• [REQUEST] Render the part of the entries that opens with the line containing "Put a dot on every instance of the still" and runs through the end of the entries as a JSON list of strings, one string per line, leaving out blank lines.

Collection entries:
- - -
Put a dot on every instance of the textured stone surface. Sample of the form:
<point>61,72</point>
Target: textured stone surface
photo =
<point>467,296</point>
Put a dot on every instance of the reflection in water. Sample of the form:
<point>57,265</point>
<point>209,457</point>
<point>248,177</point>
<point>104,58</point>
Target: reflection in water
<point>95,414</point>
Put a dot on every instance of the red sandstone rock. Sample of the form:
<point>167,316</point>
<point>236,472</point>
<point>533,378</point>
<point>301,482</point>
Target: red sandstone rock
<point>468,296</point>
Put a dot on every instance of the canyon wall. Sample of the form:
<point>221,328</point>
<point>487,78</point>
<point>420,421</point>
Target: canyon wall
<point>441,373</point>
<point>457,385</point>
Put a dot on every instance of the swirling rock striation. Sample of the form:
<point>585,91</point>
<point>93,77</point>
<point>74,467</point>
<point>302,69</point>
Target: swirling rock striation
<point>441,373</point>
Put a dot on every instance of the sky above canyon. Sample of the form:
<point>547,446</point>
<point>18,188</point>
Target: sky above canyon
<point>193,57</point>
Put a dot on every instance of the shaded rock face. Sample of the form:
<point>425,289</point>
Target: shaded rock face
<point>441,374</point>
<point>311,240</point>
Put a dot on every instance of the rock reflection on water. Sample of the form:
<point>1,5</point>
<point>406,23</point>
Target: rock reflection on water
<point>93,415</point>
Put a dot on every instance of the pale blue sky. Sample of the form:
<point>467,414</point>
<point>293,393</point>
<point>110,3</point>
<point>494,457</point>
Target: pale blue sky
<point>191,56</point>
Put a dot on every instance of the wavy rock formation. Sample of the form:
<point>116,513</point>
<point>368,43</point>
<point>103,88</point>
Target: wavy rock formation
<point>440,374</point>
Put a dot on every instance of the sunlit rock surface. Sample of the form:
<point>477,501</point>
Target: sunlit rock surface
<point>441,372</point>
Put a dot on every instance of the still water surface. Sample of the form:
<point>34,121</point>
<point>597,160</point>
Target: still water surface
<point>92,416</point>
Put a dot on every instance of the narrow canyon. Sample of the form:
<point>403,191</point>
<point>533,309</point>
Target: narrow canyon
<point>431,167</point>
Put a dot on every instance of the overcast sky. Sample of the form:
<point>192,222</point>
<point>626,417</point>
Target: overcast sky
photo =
- - -
• [SOLVED EXERCISE]
[
  "Put a dot on every instance of the still water surface. Sample of the form:",
  "<point>34,121</point>",
  "<point>597,160</point>",
  "Target: still water surface",
  "<point>92,416</point>",
  "Put a dot on every instance of the narrow canyon. Sample of the form:",
  "<point>403,191</point>",
  "<point>533,309</point>",
  "Target: narrow canyon",
  "<point>431,167</point>",
  "Put a dot on every instance of the overcast sky. Sample of the form:",
  "<point>192,222</point>",
  "<point>626,417</point>",
  "Target: overcast sky",
  "photo ="
]